Start

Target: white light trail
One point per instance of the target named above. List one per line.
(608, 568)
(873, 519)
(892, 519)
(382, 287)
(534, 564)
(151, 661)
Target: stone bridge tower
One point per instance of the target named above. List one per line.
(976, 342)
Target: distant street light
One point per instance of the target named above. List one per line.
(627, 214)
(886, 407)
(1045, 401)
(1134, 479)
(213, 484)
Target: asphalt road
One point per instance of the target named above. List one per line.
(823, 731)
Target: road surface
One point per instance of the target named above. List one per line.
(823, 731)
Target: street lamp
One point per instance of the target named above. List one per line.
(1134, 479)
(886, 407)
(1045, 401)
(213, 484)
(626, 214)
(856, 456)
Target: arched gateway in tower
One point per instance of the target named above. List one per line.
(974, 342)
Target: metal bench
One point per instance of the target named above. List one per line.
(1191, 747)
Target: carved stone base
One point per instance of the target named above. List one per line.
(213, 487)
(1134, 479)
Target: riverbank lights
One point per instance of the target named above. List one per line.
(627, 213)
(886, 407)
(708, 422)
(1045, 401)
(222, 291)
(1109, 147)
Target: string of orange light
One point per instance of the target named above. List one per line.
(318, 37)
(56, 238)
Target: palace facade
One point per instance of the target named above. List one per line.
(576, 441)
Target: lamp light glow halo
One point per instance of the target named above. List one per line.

End

• _Written request_
Reproduce the material above in full, substituting "occurrence" for every occurrence of "instance" and changing nothing else.

• _Result of the exercise_
Target: white light trail
One point per occurrence of the target named above. List one per line.
(608, 568)
(873, 519)
(892, 519)
(382, 287)
(534, 564)
(151, 661)
Target: stone bridge tower
One point per occurrence of the target named above. List one per line.
(976, 342)
Target: distant street light
One point per occurrence of the target named above. List one per line.
(627, 214)
(886, 407)
(1045, 401)
(1134, 479)
(213, 484)
Target: asphalt road
One point per occurrence of the target named above. List one per line.
(823, 731)
Target: road surface
One point per occurrence of the target named above. List one per line.
(823, 731)
Target: street lamp
One point per occurrence of the target named above. List one per line.
(1134, 479)
(886, 407)
(1045, 401)
(213, 484)
(626, 214)
(856, 456)
Target: arched gateway in tower
One point per occurrence of the target named above. List one per line.
(974, 342)
Target: metal bench
One point per occurrence of the target named above. List one per line.
(1191, 747)
Target: carved stone base
One point per occurrence of the target named above. List one per line.
(213, 487)
(1134, 479)
Target: riverbank lights
One point per occurrence of the target named above. List one per line.
(627, 213)
(886, 407)
(708, 422)
(1045, 401)
(222, 291)
(1109, 147)
Target: string of orange light
One point per occurrence of the target named above. List one per line.
(318, 37)
(56, 238)
Target: palace facade
One point per occurrence of the target named above. List one per line.
(576, 441)
Target: lamp light glow halo
One point per occurrence of the target named above. List one per line.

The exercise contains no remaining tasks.